# EXERCISE DETAILS
Would you return the entries below exactly from the line containing "Note to the class: we label each instance of the rear" onward, ending with the final line and including it, and nothing else?

(Data extracted from a collection)
========================================================================
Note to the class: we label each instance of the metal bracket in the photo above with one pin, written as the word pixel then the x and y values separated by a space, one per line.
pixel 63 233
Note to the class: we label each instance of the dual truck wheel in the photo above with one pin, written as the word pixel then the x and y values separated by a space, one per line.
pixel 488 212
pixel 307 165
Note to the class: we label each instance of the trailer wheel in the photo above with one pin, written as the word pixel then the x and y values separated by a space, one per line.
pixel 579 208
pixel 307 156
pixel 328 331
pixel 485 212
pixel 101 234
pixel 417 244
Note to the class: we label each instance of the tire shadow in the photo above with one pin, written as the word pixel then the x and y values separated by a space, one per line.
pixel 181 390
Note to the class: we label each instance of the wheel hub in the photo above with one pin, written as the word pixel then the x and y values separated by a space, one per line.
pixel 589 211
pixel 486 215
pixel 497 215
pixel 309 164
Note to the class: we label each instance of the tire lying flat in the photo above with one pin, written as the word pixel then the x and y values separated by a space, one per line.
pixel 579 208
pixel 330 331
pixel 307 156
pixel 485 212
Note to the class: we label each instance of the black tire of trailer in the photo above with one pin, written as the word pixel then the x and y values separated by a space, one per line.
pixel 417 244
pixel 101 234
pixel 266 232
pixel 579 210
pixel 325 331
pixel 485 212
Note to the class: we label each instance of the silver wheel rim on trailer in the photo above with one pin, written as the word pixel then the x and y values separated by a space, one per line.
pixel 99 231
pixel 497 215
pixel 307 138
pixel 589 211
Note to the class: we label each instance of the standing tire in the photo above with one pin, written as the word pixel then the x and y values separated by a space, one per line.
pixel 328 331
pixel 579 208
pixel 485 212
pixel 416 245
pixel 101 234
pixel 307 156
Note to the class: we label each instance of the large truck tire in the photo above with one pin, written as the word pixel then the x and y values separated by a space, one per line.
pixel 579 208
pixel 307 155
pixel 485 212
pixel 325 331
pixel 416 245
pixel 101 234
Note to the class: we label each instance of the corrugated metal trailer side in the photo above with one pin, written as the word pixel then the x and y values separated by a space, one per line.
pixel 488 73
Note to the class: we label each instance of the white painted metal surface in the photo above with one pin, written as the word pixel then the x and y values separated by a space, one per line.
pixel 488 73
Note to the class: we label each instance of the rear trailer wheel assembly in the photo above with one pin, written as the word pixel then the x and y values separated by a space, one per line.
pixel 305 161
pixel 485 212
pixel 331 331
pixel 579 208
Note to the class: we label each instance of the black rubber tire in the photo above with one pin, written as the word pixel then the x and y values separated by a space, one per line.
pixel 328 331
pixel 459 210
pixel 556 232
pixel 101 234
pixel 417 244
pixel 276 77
========================================================================
# SOLUTION TO THIS TASK
Note to the class: we label each instance of the rear trailer wheel assembly in the photo above with one pin, written as the word pixel then the x and y values separated by a space, one per line.
pixel 305 161
pixel 485 212
pixel 331 331
pixel 579 208
Note to the class: we label each instance of the black rubber tire in the photo above with one pin, written as the word pixel then the x and y values separated by a space, one per line.
pixel 328 331
pixel 459 210
pixel 556 232
pixel 101 234
pixel 417 244
pixel 276 77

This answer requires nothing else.